* EXERCISE DIRECTIONS
Pick out every line in the records that contains the word "running", and copy each one in full. Case counts.

================

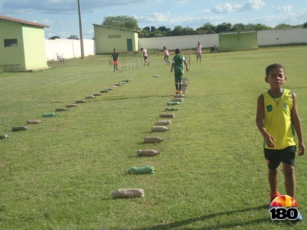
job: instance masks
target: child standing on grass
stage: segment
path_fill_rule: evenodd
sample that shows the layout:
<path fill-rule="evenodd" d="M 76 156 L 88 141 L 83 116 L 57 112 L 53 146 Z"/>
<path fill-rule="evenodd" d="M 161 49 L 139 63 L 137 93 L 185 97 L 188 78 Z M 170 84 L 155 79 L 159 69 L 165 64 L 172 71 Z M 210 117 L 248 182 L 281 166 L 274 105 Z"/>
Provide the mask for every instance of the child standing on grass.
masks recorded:
<path fill-rule="evenodd" d="M 189 72 L 189 68 L 187 65 L 187 62 L 184 59 L 184 57 L 180 55 L 180 50 L 176 49 L 175 50 L 176 55 L 174 56 L 171 63 L 171 68 L 170 73 L 172 72 L 174 68 L 174 74 L 175 76 L 175 86 L 176 87 L 176 94 L 182 94 L 181 91 L 181 87 L 182 86 L 182 78 L 183 77 L 183 63 L 186 66 L 186 70 Z M 178 88 L 178 85 L 179 87 Z"/>
<path fill-rule="evenodd" d="M 196 50 L 195 50 L 195 54 L 196 54 L 196 57 L 197 58 L 196 62 L 198 62 L 198 59 L 200 58 L 200 63 L 202 63 L 202 55 L 203 55 L 203 47 L 201 44 L 201 42 L 199 41 L 197 45 L 196 46 Z"/>
<path fill-rule="evenodd" d="M 168 60 L 168 58 L 169 57 L 169 54 L 168 53 L 168 51 L 166 49 L 165 47 L 163 47 L 163 50 L 164 50 L 164 61 L 166 62 L 166 65 L 168 64 L 170 65 L 169 61 Z"/>
<path fill-rule="evenodd" d="M 296 95 L 283 88 L 287 77 L 284 68 L 273 64 L 266 70 L 266 82 L 270 89 L 258 98 L 256 123 L 264 137 L 264 154 L 269 168 L 270 203 L 280 195 L 278 190 L 279 165 L 282 162 L 284 186 L 287 195 L 295 199 L 296 180 L 294 160 L 296 143 L 294 128 L 298 139 L 298 155 L 305 153 L 300 119 L 296 104 Z M 300 214 L 296 220 L 302 219 Z"/>
<path fill-rule="evenodd" d="M 114 72 L 118 70 L 118 54 L 116 53 L 116 49 L 113 49 L 113 53 L 112 54 L 113 58 L 113 66 L 114 66 Z"/>
<path fill-rule="evenodd" d="M 141 51 L 143 52 L 143 57 L 144 58 L 144 61 L 145 62 L 145 64 L 144 65 L 146 65 L 146 63 L 147 63 L 148 65 L 149 65 L 149 62 L 147 60 L 147 50 L 145 49 L 141 48 Z"/>

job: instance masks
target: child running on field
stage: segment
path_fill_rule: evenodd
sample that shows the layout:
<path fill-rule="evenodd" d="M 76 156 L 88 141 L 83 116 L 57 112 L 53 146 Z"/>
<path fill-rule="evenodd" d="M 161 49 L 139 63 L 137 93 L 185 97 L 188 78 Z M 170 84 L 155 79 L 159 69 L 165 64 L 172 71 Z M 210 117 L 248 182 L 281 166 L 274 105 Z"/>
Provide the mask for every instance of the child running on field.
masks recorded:
<path fill-rule="evenodd" d="M 296 95 L 283 87 L 287 79 L 284 68 L 279 64 L 273 64 L 267 67 L 266 72 L 265 79 L 270 84 L 270 89 L 258 98 L 256 123 L 264 137 L 264 155 L 269 168 L 271 203 L 280 195 L 277 184 L 281 162 L 287 194 L 295 199 L 294 160 L 296 145 L 293 127 L 298 139 L 299 156 L 305 153 L 305 146 Z M 302 219 L 299 213 L 296 220 Z"/>
<path fill-rule="evenodd" d="M 141 51 L 143 52 L 143 57 L 144 58 L 144 61 L 145 62 L 145 64 L 144 65 L 146 65 L 146 63 L 148 65 L 149 65 L 149 62 L 147 60 L 147 50 L 145 50 L 145 49 L 141 48 Z"/>
<path fill-rule="evenodd" d="M 114 66 L 114 72 L 118 71 L 118 54 L 116 53 L 116 49 L 113 49 L 113 53 L 112 54 L 113 58 L 113 66 Z"/>
<path fill-rule="evenodd" d="M 175 54 L 176 55 L 173 57 L 170 73 L 172 72 L 173 68 L 175 76 L 176 94 L 182 94 L 181 87 L 182 86 L 182 78 L 183 78 L 183 63 L 186 66 L 187 72 L 189 72 L 189 68 L 188 68 L 184 57 L 179 55 L 180 54 L 180 50 L 176 49 L 175 50 Z M 178 85 L 179 85 L 179 87 L 178 87 Z"/>
<path fill-rule="evenodd" d="M 168 53 L 168 51 L 166 49 L 165 47 L 163 47 L 163 50 L 164 50 L 164 61 L 166 62 L 166 65 L 168 64 L 170 65 L 169 61 L 168 60 L 168 58 L 169 57 L 169 54 Z"/>

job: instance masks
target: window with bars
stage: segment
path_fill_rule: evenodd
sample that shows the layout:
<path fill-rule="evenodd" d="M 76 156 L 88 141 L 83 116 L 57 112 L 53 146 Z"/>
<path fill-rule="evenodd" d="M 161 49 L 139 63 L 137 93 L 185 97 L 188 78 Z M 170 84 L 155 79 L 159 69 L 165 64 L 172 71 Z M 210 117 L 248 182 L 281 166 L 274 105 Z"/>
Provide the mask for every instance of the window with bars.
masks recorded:
<path fill-rule="evenodd" d="M 17 39 L 4 39 L 4 47 L 17 47 Z"/>
<path fill-rule="evenodd" d="M 108 35 L 109 38 L 121 38 L 121 35 L 117 34 L 115 35 Z"/>

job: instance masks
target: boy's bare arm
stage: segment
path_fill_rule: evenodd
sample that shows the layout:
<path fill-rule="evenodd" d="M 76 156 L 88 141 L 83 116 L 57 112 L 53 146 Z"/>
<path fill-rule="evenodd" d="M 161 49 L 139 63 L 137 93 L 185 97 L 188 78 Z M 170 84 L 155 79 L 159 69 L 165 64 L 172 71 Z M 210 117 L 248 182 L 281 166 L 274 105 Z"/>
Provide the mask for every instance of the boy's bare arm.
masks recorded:
<path fill-rule="evenodd" d="M 260 95 L 258 98 L 258 101 L 257 103 L 257 113 L 256 115 L 256 124 L 257 127 L 260 133 L 262 134 L 265 140 L 266 140 L 266 143 L 268 147 L 270 148 L 274 148 L 275 144 L 273 142 L 276 141 L 275 138 L 271 136 L 267 132 L 266 127 L 264 124 L 264 98 L 262 95 Z"/>
<path fill-rule="evenodd" d="M 298 115 L 298 111 L 297 110 L 296 95 L 294 93 L 292 93 L 292 99 L 293 100 L 293 106 L 291 109 L 292 121 L 293 126 L 294 126 L 295 132 L 296 132 L 297 138 L 298 139 L 298 155 L 301 156 L 305 153 L 305 145 L 303 139 L 302 123 Z"/>
<path fill-rule="evenodd" d="M 184 63 L 184 64 L 186 66 L 186 70 L 187 71 L 187 72 L 188 72 L 189 68 L 188 68 L 188 65 L 187 65 L 187 62 L 185 61 L 185 60 L 184 61 L 183 61 L 183 63 Z"/>

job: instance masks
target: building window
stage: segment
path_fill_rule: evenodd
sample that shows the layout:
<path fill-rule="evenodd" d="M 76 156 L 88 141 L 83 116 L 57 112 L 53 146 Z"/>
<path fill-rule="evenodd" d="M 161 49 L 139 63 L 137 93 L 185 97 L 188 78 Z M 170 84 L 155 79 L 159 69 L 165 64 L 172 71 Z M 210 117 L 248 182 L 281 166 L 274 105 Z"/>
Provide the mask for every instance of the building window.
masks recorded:
<path fill-rule="evenodd" d="M 118 34 L 116 35 L 108 35 L 109 38 L 121 38 L 121 35 Z"/>
<path fill-rule="evenodd" d="M 4 39 L 4 47 L 17 47 L 17 39 Z"/>

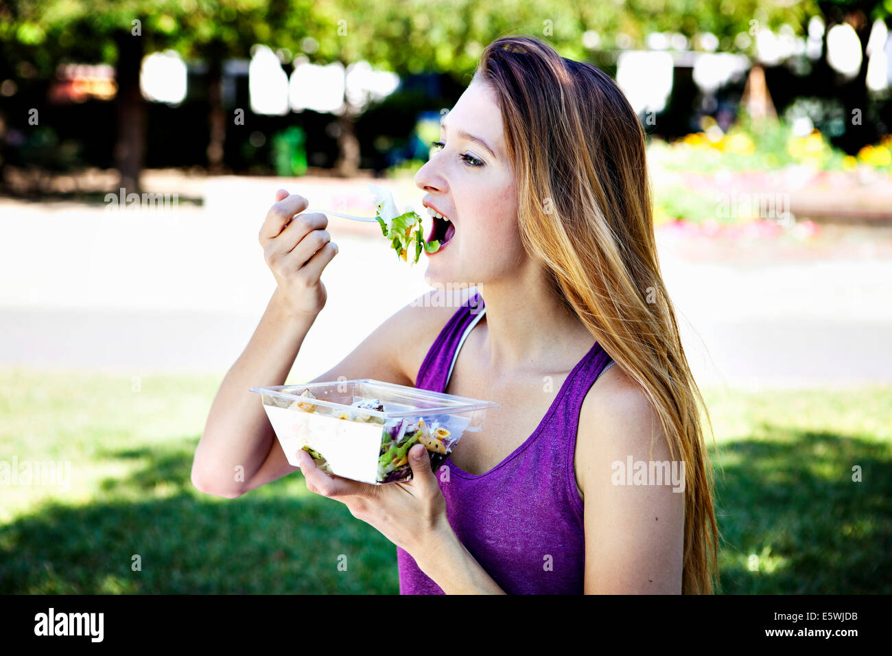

================

* THE REPLY
target: child running on field
Provide the mask for every instance of the child running on field.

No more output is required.